= Short exercise =
Please swap "component" for "module" in the stretch of items below, from the line containing "The component shall indicate one point per instance of the table" through the end of the items. Give those lines back with nothing else changed.

(A run of items)
+---+

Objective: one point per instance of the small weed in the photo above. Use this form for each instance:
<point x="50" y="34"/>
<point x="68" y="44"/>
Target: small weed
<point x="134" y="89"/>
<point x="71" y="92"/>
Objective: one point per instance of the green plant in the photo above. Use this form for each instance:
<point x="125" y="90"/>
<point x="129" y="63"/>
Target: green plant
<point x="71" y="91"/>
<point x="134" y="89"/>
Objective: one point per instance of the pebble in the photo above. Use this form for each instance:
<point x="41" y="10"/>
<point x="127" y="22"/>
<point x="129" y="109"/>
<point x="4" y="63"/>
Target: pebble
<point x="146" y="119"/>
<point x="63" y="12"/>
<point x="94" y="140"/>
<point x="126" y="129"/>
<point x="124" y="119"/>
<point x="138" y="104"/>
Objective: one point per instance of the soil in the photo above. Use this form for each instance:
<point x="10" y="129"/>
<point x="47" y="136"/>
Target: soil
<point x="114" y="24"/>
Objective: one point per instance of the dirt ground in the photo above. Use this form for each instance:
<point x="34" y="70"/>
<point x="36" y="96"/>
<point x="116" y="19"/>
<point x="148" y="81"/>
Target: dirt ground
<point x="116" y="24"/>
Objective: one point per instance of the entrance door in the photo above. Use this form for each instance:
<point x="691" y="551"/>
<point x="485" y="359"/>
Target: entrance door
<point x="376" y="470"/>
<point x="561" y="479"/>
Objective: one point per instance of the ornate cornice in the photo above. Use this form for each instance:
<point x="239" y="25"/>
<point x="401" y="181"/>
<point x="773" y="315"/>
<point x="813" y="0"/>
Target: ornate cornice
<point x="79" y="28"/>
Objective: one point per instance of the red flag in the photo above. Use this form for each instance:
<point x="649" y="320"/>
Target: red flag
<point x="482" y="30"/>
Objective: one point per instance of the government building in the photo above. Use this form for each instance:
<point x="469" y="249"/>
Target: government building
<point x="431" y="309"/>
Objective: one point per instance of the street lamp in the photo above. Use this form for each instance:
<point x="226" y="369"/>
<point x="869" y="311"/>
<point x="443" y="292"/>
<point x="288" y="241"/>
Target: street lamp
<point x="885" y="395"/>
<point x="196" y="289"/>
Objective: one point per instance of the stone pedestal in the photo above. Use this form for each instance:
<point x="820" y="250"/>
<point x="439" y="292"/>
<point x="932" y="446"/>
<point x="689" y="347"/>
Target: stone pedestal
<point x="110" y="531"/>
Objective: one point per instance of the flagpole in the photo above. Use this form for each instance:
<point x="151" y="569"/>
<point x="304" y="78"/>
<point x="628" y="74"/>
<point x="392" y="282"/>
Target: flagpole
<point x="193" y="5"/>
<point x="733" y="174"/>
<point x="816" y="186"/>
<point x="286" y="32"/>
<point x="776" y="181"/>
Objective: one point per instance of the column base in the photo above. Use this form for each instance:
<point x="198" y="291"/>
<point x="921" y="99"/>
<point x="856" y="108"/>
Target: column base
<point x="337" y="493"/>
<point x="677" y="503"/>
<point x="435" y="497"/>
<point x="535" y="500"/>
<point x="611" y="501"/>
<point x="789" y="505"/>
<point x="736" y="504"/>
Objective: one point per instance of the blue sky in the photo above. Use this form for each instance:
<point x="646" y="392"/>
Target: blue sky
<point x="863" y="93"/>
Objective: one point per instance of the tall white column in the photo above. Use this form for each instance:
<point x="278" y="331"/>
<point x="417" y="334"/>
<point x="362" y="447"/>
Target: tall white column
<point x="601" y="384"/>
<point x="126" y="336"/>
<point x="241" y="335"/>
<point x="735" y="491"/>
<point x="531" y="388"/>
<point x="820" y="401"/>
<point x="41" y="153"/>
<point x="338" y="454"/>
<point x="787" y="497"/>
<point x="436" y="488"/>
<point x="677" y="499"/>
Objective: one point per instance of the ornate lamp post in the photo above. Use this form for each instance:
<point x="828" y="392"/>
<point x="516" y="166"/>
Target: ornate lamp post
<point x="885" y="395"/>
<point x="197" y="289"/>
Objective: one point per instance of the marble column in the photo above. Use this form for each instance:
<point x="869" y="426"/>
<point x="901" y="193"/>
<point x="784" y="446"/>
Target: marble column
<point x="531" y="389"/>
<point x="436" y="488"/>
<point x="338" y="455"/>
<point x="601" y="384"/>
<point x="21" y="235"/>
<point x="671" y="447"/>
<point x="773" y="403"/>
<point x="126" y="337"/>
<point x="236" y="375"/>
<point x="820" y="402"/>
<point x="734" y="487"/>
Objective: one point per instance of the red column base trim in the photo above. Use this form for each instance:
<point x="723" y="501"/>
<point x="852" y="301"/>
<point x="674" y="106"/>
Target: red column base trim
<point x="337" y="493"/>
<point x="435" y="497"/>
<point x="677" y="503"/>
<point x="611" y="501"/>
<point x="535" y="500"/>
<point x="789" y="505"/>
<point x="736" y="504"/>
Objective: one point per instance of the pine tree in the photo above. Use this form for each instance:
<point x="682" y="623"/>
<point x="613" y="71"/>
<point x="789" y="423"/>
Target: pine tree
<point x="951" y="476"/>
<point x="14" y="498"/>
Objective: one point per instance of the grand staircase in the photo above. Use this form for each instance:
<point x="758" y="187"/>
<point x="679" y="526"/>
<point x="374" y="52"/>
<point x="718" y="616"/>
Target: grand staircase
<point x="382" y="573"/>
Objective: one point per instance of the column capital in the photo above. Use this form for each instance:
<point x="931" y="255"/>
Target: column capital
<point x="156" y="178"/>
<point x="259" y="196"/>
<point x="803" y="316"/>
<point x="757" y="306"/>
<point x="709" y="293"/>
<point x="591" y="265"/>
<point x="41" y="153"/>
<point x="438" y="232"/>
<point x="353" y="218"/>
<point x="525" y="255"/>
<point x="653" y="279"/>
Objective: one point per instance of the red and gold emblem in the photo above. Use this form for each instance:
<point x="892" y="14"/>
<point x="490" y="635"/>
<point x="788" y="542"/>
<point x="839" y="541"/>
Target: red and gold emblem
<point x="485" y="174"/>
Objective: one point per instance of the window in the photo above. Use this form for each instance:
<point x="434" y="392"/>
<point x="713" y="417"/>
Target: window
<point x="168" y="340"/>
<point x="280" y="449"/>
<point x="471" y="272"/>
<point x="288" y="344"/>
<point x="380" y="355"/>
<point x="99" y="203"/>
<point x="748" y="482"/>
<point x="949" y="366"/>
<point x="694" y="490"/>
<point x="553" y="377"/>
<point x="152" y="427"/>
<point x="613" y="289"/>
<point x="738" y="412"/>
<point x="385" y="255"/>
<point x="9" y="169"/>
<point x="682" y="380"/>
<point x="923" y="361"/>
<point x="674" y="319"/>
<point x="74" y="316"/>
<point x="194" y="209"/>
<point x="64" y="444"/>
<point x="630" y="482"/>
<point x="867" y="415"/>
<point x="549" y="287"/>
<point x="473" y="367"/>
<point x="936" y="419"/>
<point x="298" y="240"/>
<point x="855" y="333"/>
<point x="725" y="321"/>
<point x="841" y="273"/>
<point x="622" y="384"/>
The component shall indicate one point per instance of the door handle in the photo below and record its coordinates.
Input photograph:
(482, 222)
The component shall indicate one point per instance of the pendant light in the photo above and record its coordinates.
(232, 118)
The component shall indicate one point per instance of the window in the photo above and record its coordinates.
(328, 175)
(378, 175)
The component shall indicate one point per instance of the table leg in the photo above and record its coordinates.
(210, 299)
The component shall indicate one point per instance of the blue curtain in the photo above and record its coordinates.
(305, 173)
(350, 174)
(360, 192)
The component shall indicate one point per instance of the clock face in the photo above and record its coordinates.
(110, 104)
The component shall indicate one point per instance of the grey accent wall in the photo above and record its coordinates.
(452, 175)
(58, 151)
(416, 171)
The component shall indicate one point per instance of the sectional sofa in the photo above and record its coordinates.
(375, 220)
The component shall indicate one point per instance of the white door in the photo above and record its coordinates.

+---+

= Written solution =
The module shall indicate one point per instance of the table leg in the photo above and record its coordinates.
(210, 299)
The module shall indicate one point per instance of the blue curtain in the photo above and record its coordinates.
(305, 173)
(350, 174)
(360, 192)
The module shall indicate one point per instance of the clock face in the photo above and record its coordinates.
(110, 104)
The module shall indicate one point per instance of the grey accent wall in the photo above and record its coordinates.
(452, 175)
(58, 151)
(416, 171)
The module shall indicate one point per instance of the sectional sofa in the photo above and record its coordinates.
(375, 220)
The module shall indicate one point per instance of the white door in the photo above and record its coordinates.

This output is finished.